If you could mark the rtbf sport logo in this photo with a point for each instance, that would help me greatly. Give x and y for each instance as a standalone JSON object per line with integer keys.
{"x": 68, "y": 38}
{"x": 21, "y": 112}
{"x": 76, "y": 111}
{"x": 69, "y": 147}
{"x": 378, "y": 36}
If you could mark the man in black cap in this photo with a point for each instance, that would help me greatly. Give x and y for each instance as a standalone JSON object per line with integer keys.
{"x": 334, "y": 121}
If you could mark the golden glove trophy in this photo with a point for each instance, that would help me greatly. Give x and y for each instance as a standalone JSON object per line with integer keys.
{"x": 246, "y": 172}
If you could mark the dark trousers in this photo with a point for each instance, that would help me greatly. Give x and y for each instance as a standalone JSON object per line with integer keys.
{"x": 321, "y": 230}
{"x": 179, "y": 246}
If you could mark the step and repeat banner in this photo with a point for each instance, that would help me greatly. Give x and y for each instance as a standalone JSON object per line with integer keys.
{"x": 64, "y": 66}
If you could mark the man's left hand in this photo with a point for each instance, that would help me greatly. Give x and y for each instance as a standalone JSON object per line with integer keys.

What you need to do:
Please return the data above in full, without altering a single line.

Response:
If you could mark the rtbf sport logo in this photo with a point for each instance, that would help me greatly. Give x and y for each instance as a standalone JSON object per line with integer keys.
{"x": 68, "y": 38}
{"x": 21, "y": 112}
{"x": 76, "y": 111}
{"x": 69, "y": 147}
{"x": 378, "y": 36}
If you could mark the man in black cap in this photo with a point for each instance, that would help me greatly. Give x and y for each instance as a standalone JSON object per line with integer keys.
{"x": 334, "y": 121}
If you could mark the golden glove trophy in this photo with a point for each instance, that would help me greatly. Give x and y for each instance as a standalone JSON object per line with integer keys.
{"x": 246, "y": 172}
If you could mark the dark trousers in this photo with a point for each instance, that would help me greatly. Give x and y for each instance as a standalone JSON object per line with integer keys.
{"x": 321, "y": 230}
{"x": 179, "y": 246}
If you could mark the step and repeat banner in this photo with a point for each instance, that would help me greatly. Give x and y for each instance as a standalone JSON object per line with integer keys.
{"x": 64, "y": 66}
If you could mark the man's left hand in this photo with a point for each instance, that would help me greatly. Give x and y for each instance as a standalone JSON object per line with integer keys.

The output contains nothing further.